Exercise description:
Give back every line of the material below without any changes, leaving out the pictures.

Task data:
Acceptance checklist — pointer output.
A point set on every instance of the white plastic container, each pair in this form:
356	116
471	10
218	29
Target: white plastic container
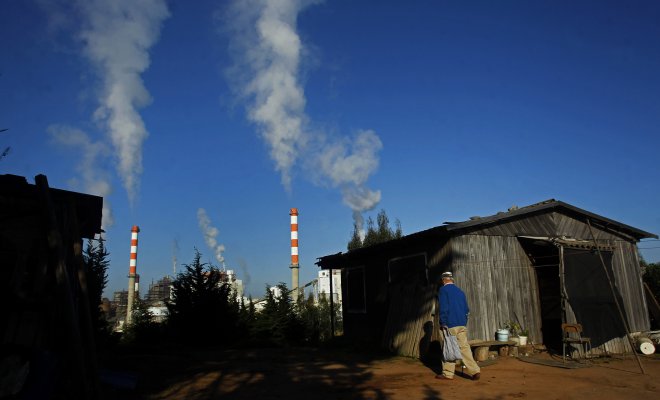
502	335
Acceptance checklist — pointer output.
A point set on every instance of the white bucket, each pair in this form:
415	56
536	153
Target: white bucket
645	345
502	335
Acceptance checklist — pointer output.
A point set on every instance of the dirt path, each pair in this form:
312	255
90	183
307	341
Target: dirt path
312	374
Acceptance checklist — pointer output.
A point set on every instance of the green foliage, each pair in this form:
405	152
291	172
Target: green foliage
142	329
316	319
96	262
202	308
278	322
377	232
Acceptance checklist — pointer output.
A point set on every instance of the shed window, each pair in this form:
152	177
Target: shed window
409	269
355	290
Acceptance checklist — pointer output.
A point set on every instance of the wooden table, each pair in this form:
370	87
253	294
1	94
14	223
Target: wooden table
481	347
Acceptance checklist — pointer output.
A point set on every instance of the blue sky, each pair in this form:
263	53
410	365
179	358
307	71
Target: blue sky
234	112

Exercise output:
Acceptance checklist — pointer output.
A point set on every instance of the white plastic container, each pair in this form:
356	116
471	10
218	29
Target: white plastic container
502	335
Acceptance checklist — pointer output.
A point set on every instance of the white bucket, each pair in this form:
415	56
536	153
Target: white bucket
645	345
502	335
Acceptance checklist — pointer output.
A point set on every instance of the dirt path, each pair in this form:
312	255
90	183
307	341
Target: dirt path
312	374
Acceptance checklist — pointer output.
A point set on every instance of the green foliage, each pair in this form:
405	152
291	172
Target: green foliage
142	329
316	319
96	262
202	308
278	322
377	232
Acceptance checklist — pointer output.
A point set on every instance of the shed window, each pair in this form:
152	177
Target: shed window
409	269
355	290
Acceptance checklist — pointer output.
A point set on every instance of the wooden table, each pair in this form:
370	87
253	294
1	94
14	223
Target: wooden table
481	347
Acceptance checklist — pointer output.
A point set on every instance of the blue sky, each pair in this form:
263	53
410	365
179	358
307	71
Target: blue sky
234	112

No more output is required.